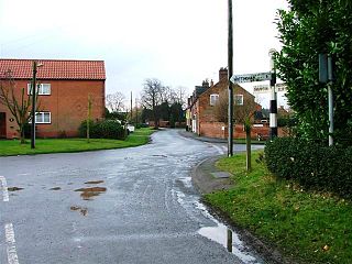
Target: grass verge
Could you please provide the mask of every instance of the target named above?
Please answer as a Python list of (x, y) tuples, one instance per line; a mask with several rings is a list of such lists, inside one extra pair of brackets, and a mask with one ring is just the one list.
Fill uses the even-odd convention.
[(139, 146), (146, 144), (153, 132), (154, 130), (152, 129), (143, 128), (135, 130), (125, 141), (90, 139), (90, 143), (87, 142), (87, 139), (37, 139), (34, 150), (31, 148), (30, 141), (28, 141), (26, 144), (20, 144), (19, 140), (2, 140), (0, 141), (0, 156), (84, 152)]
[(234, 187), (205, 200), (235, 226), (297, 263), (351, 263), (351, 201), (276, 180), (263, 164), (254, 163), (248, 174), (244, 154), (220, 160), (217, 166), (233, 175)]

§ **What the exercise asks**:
Express every line of the items above as a JSON list of strings, one string per line, leaving out blank lines and the pictures.

§ **Task response**:
[
  "Target: grass verge",
  "Could you please provide the mask of every instance of the target named above?",
  "Please answer as a Python list of (x, y) tuples, one instance per line; a mask with several rings is a list of such lists, inside one extra pair of brackets, and a mask with one ring is just the one list.",
  "Fill uses the even-odd convention.",
  "[(139, 146), (146, 144), (153, 132), (154, 130), (152, 129), (143, 128), (135, 130), (125, 141), (90, 139), (90, 143), (87, 142), (87, 139), (37, 139), (34, 150), (31, 148), (30, 141), (28, 141), (26, 144), (20, 144), (19, 140), (2, 140), (0, 141), (0, 156), (84, 152)]",
  "[(234, 187), (205, 200), (235, 226), (297, 263), (351, 263), (351, 201), (276, 180), (263, 164), (254, 163), (248, 174), (244, 154), (220, 160), (217, 166), (233, 175)]"
]